- **Extrait du document**:
^^^^^^^^
En août 1914, l'entrée de l'armée allemande en Belgique et dans le nord de la France suscita une immense émotion. Les alliés dénoncèrent d'emblée les «atrocités» auxquelles se livraient les soldats allemands : pillages, incendies, viols, exécutions sommaires, mutilations et «mains coupées». Berlin récusa tout en bloc, parlant de mensonge et de propagande grossière. En résulta un lourd conflit mémoriel, dont les effets et les enjeux débordent très largement l'histoire de la Première Guerre mondiale.
^^^^^^^^
- **Matériel fourni**:
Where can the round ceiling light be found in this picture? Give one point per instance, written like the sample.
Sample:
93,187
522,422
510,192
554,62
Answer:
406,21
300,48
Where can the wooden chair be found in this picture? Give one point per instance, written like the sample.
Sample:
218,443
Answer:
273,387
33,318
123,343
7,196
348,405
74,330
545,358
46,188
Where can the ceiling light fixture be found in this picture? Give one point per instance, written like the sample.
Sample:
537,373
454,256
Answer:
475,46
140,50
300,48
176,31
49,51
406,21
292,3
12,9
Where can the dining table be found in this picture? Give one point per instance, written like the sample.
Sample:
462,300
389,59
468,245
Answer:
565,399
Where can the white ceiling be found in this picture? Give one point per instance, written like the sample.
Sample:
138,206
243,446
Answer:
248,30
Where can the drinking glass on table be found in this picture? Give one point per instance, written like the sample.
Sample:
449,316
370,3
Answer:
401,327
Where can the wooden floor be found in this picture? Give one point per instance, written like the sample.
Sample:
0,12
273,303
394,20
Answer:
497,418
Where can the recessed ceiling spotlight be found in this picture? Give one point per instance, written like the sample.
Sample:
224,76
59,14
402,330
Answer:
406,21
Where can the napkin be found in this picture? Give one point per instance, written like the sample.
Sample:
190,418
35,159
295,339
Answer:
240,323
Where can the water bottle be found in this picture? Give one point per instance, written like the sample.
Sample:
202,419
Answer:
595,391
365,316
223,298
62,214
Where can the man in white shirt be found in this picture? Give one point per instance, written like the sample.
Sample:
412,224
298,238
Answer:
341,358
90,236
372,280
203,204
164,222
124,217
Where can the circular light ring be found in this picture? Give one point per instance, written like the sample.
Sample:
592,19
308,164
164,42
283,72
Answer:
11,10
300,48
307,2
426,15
^^^^^^^^
- **Consigne 1**: Dans l'extrait sur l'invasion de 1914, recopiez le passage commençant par « En août 1914, l'entrée » et se terminant par « Première Guerre mondiale. », en substituant « L'Allemagne » à « Berlin ».
- **Consigne 2**: Condensez en deux phrases le paragraphe de l'extrait sur l'invasion de 1914 qui commence par « En août 1914 », sans en perdre les faits essentiels.
- **Consigne 3**: Énumérez toutes les « atrocités » reprochées aux soldats allemands dans l'extrait sur l'invasion de 1914.

- **Réponse attendue 1**:
En août 1914, l'entrée de l'armée allemande en Belgique et dans le nord de la France suscita une immense émotion. Les alliés dénoncèrent d'emblée les «atrocités» auxquelles se livraient les soldats allemands : pillages, incendies, viols, exécutions sommaires, mutilations et «mains coupées». L'Allemagne récusa tout en bloc, parlant de mensonge et de propagande grossière. En résulta un lourd conflit mémoriel, dont les effets et les enjeux débordent très largement l'histoire de la Première Guerre mondiale.

- **Réponse attendue 2**: En août 1914, l'invasion allemande de la Belgique et du nord de la France provoqua une vive émotion, les alliés accusant les soldats allemands d'« atrocités » que Berlin rejeta comme mensonge et propagande. Il en naquit un lourd conflit mémoriel dont la portée dépasse largement l'histoire de la Première Guerre mondiale.

- **Réponse attendue 3**:
- pillages
- incendies
- viols
- exécutions sommaires
- mutilations
- « mains coupées »